■ Problem details ■
List every line in the entries below that contains the word "dining".

■ Data listing ■
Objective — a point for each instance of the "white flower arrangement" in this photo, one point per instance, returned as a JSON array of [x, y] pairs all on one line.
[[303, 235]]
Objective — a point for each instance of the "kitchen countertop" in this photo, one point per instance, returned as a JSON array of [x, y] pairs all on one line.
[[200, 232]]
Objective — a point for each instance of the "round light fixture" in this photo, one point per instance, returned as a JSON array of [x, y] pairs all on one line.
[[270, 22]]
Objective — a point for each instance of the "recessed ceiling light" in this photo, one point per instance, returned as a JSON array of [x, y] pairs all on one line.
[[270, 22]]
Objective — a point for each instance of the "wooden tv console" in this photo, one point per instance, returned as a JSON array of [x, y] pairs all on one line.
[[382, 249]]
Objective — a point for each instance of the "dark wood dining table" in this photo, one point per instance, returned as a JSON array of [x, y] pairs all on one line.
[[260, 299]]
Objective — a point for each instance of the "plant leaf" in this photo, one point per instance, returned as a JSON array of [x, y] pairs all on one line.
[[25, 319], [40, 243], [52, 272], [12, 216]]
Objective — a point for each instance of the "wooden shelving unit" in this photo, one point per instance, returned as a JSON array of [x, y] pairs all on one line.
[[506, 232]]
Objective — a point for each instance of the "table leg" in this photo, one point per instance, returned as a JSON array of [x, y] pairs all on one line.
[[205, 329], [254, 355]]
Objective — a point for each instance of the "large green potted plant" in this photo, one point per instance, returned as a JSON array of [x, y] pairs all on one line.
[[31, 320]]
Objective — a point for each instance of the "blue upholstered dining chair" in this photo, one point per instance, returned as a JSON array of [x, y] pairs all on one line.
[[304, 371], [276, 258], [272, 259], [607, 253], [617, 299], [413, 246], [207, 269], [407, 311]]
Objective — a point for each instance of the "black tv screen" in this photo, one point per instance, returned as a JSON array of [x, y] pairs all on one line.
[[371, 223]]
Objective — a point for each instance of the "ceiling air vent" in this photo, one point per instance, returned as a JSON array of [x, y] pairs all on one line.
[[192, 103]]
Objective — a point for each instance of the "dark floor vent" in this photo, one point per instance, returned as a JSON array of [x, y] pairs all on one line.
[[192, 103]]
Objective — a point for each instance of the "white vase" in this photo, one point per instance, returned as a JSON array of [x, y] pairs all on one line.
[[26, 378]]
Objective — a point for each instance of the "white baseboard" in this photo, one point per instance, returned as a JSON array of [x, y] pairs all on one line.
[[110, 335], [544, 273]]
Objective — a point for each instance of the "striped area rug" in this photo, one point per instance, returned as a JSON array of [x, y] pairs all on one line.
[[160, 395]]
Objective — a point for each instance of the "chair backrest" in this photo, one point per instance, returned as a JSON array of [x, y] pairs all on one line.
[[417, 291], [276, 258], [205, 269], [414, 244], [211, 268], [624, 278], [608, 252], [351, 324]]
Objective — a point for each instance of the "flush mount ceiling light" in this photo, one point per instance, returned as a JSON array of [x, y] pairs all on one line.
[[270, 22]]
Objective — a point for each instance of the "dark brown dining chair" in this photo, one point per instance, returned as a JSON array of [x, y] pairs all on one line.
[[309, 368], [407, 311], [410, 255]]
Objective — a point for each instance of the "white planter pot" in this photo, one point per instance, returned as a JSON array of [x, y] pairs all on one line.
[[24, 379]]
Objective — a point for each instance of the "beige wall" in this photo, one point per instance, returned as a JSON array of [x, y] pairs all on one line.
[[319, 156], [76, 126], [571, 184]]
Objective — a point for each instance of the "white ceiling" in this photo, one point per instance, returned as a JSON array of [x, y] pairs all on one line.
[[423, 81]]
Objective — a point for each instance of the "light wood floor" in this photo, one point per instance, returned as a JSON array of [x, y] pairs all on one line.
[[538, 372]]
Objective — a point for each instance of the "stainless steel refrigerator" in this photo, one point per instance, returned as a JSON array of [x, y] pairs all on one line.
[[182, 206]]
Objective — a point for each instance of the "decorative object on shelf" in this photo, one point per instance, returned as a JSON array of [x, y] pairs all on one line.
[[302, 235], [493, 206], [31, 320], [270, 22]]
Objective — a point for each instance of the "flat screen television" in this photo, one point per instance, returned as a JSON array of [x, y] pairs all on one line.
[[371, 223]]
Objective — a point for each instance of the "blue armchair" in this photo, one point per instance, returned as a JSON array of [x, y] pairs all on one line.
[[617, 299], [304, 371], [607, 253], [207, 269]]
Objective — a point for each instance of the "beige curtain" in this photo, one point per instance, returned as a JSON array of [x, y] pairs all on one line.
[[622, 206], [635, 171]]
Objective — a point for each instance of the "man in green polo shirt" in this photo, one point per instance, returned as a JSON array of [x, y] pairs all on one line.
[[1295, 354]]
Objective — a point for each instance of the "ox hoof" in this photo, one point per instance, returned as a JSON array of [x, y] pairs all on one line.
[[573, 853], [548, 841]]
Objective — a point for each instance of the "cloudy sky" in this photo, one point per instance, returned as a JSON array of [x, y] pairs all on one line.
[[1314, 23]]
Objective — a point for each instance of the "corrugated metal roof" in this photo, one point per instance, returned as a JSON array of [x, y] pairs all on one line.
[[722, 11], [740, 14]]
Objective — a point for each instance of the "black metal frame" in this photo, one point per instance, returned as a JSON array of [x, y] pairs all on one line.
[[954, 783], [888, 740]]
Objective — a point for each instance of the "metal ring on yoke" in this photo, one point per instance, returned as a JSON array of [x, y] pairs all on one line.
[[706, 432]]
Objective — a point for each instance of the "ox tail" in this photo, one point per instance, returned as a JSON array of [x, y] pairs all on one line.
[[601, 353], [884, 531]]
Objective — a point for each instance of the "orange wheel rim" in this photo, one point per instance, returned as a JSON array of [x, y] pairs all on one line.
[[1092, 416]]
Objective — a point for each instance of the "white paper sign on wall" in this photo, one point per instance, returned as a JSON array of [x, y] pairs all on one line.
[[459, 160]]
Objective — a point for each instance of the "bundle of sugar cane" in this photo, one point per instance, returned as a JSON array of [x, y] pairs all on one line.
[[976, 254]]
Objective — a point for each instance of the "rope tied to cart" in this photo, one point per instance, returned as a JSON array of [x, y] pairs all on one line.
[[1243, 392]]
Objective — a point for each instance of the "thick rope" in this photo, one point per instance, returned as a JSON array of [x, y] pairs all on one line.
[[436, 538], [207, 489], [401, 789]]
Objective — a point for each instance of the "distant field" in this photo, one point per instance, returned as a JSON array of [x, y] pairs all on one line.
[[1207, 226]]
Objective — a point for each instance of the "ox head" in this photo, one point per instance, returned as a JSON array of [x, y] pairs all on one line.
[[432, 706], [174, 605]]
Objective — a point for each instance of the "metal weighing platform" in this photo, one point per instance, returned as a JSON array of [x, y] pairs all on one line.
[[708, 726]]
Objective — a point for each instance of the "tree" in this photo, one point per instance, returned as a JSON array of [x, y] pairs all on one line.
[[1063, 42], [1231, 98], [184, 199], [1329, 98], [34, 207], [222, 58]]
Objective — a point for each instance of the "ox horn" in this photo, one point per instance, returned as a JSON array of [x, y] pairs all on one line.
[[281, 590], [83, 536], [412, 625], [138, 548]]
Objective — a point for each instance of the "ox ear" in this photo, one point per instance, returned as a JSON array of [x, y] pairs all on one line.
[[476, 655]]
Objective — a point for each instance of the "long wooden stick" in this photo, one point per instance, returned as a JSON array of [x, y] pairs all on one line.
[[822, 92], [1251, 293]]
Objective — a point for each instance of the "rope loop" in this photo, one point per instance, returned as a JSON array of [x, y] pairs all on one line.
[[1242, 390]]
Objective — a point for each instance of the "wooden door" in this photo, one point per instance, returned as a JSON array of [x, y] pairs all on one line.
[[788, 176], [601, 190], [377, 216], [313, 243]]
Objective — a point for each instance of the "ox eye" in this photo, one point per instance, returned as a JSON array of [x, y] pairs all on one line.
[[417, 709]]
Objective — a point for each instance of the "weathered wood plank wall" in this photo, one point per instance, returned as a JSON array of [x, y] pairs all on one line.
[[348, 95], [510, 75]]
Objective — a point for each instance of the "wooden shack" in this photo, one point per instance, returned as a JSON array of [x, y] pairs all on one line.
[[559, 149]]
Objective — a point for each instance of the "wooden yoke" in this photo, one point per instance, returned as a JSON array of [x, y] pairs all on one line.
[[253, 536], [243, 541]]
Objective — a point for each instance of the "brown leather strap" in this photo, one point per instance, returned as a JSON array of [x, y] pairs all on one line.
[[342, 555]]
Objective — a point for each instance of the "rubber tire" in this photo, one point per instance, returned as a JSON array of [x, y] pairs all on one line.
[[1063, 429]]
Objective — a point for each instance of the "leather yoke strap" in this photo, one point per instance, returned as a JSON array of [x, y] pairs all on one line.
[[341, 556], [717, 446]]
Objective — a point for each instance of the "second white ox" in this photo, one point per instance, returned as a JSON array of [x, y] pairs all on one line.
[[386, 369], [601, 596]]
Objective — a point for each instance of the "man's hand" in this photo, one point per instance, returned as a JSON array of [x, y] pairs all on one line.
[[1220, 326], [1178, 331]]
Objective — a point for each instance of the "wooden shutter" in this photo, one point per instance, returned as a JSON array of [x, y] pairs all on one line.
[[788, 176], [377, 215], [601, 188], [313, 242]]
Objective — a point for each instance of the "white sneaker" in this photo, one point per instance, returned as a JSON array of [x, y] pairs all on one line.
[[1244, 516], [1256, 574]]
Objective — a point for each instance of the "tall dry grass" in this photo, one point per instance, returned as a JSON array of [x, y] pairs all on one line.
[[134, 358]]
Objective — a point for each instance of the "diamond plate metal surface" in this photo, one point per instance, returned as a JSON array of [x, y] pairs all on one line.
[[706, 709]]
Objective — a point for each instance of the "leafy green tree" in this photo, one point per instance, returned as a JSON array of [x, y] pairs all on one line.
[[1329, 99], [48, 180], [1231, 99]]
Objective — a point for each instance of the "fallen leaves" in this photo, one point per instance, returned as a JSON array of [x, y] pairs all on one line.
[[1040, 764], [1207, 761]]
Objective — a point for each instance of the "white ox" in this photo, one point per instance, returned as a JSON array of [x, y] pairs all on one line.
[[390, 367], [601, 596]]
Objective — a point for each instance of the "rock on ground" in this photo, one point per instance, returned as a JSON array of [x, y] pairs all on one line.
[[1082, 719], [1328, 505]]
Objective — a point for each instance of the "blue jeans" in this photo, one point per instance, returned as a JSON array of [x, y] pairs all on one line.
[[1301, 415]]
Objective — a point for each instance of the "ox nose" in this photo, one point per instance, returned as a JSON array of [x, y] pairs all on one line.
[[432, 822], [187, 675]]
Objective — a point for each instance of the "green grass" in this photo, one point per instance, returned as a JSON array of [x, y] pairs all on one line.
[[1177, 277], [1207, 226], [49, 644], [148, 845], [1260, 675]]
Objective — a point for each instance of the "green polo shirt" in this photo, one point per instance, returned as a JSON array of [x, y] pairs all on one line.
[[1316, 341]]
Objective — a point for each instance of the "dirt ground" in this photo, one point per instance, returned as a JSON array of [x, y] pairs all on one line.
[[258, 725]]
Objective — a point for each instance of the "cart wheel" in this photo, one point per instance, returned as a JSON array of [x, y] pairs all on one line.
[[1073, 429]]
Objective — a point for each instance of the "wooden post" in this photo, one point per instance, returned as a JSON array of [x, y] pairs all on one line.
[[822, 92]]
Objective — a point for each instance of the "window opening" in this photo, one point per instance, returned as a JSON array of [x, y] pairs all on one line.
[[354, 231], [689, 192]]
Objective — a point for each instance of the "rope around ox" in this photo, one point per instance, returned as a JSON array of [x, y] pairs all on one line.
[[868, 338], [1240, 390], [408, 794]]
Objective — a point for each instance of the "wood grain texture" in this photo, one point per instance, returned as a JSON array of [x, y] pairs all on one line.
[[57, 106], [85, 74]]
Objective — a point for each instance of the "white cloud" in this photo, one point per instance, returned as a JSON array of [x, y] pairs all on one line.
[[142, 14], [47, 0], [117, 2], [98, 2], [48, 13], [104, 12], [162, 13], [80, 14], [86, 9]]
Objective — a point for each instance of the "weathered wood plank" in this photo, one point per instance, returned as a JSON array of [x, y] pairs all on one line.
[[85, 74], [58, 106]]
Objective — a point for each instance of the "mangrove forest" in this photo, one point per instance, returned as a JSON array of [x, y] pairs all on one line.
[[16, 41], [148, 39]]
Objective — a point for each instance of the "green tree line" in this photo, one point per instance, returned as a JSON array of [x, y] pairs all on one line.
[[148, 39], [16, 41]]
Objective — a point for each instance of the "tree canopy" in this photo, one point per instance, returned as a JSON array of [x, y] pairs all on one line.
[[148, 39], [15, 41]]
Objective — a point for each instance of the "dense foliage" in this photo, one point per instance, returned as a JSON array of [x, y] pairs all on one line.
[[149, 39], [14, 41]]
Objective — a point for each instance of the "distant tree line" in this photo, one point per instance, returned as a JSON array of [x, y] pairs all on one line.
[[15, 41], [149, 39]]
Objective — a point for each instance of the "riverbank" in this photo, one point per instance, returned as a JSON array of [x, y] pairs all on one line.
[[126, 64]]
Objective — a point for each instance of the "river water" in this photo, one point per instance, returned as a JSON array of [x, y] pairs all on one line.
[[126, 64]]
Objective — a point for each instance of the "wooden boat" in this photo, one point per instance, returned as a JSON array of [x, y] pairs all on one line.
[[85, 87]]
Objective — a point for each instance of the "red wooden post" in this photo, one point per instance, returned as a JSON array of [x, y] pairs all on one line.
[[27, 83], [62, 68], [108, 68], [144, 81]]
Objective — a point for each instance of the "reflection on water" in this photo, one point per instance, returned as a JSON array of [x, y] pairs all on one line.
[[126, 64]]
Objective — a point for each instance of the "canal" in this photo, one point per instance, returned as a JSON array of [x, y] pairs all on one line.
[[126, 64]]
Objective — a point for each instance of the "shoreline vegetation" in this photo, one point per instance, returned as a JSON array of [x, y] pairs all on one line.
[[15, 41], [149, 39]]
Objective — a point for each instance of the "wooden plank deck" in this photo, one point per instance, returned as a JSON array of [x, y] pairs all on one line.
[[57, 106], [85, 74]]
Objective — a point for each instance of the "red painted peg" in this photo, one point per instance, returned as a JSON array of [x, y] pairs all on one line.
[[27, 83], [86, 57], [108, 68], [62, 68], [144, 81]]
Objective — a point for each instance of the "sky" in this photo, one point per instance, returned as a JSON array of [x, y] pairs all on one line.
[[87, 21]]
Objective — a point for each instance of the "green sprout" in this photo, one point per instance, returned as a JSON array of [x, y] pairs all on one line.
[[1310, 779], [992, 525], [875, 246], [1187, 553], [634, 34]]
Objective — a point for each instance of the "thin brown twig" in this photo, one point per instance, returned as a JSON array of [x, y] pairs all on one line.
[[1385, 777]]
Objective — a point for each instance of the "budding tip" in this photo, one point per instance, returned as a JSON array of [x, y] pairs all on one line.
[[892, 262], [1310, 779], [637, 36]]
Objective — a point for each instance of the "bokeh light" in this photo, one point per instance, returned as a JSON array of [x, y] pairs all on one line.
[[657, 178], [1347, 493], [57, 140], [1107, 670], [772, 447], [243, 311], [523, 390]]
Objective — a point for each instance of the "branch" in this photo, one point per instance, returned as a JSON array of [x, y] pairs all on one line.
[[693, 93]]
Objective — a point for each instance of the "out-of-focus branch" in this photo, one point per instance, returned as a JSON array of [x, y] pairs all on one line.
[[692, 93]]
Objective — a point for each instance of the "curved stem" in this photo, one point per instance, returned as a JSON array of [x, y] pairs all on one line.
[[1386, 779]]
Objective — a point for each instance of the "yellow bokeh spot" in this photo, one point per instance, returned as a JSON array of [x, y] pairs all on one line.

■ Response to the exercise ■
Objective — a point for each instance of the "dark wood dining table" in this photo, one point per instance, returned as a JSON array of [x, y] pairs all on one line.
Objective — a point for each instance of the "blue upholstered dining chair" in this photo, one point per instance, returned as a JSON array of [x, y] pairs all on one line.
Objective — a point for each instance of the "dark brown dining chair" in this photo, one point per instance, returned as a JSON array of [x, y] pairs all on one line.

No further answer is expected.